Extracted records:
☆ ☆ ☆

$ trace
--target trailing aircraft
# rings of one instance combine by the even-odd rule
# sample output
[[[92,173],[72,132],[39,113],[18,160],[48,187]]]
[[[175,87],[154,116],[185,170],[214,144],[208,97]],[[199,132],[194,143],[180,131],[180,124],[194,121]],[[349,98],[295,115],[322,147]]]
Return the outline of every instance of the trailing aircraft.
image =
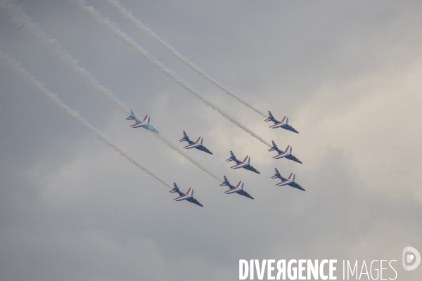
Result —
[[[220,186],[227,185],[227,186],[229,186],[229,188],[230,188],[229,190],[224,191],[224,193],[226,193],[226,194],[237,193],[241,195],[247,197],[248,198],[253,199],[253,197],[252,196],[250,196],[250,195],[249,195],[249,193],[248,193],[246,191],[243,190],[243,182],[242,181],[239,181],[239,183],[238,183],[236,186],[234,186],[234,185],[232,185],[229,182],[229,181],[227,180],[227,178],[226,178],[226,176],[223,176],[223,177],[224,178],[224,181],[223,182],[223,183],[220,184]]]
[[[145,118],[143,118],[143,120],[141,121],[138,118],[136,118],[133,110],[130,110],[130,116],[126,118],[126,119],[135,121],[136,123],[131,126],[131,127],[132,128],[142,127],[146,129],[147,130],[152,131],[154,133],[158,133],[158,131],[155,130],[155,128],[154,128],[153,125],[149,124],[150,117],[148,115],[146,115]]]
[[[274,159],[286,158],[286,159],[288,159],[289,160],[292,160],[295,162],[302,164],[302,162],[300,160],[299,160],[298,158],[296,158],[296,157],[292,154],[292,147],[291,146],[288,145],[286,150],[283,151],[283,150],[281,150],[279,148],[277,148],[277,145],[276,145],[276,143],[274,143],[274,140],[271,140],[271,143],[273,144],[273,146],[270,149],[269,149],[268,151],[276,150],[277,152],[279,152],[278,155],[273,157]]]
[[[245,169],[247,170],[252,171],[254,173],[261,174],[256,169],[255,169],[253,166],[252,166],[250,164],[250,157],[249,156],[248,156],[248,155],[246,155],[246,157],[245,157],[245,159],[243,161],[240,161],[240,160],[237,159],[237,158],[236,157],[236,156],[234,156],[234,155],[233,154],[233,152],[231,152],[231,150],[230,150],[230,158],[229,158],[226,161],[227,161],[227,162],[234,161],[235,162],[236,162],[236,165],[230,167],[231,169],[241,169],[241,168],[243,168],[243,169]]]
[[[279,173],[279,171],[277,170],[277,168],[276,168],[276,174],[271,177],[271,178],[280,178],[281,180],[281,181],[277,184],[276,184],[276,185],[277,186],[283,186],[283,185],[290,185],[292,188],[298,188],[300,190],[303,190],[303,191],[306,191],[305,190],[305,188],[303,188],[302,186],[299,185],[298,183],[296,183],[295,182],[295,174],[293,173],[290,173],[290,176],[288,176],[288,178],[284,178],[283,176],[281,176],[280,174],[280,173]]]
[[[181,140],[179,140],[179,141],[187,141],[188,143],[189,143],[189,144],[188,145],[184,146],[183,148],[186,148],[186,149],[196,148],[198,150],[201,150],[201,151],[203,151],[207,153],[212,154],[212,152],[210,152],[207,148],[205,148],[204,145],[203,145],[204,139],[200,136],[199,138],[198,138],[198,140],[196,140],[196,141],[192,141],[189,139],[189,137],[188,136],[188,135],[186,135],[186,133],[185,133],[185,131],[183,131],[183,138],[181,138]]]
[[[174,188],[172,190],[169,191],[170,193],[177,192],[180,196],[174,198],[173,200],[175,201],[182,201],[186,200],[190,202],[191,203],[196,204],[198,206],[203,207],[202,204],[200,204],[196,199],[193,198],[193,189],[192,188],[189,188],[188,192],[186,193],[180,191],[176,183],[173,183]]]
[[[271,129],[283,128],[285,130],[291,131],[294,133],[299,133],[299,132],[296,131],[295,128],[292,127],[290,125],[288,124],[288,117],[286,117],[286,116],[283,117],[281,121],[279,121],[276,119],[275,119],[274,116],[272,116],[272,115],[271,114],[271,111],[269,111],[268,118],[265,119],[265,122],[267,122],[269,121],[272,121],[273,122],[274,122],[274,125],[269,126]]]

☆ ☆ ☆

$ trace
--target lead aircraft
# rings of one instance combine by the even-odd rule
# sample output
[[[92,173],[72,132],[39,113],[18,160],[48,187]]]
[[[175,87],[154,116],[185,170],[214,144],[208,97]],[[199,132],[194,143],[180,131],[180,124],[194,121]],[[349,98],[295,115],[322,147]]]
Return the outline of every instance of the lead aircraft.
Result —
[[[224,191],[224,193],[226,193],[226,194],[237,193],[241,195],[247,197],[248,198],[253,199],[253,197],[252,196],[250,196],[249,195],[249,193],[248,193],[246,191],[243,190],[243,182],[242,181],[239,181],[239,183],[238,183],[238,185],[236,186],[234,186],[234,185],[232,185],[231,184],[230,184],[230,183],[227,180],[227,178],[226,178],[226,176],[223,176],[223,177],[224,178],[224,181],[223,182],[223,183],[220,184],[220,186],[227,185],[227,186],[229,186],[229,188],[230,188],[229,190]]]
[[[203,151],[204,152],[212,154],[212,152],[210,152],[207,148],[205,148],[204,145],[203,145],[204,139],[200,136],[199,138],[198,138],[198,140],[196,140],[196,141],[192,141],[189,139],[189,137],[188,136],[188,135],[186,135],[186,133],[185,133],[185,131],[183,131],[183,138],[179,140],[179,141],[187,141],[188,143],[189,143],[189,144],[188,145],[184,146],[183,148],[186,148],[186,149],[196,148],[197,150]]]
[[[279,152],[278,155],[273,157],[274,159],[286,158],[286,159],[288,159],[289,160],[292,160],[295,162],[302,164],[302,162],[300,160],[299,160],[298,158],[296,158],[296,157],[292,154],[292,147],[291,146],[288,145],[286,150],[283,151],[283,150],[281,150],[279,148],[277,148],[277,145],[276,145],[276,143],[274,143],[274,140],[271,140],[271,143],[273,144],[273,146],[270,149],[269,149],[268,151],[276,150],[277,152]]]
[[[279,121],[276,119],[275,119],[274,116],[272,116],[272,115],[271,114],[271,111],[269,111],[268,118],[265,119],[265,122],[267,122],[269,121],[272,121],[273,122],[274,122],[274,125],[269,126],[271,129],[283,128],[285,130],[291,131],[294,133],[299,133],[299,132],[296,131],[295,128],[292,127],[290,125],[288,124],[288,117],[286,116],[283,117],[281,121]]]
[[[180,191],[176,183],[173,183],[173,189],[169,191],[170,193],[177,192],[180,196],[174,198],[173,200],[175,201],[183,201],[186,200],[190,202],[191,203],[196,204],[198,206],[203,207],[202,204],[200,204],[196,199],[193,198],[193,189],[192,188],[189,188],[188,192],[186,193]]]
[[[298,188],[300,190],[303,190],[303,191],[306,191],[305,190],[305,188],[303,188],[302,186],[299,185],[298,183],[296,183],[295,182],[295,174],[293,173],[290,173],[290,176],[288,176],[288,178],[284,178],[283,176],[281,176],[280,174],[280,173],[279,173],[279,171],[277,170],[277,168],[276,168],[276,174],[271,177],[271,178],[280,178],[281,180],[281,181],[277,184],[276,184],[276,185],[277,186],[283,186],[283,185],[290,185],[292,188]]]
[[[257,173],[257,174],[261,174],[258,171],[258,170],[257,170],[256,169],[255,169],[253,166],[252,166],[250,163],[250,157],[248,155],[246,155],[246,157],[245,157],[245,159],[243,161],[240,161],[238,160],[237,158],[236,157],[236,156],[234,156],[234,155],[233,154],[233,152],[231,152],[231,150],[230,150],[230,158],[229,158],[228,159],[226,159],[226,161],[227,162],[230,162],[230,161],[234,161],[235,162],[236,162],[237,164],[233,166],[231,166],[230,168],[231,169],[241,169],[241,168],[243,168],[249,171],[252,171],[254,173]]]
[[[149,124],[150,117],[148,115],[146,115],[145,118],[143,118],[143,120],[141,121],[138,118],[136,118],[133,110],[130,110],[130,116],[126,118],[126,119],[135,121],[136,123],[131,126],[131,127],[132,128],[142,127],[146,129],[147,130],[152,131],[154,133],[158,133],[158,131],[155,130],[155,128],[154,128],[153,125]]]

☆ ☆ ☆

• Goal of the exercise:
List each line above that contains the word "every", copying the whole line.

• Task solution:
Return the outline of every instance of the trailing aircraft.
Return the outline of every instance of the lead aircraft.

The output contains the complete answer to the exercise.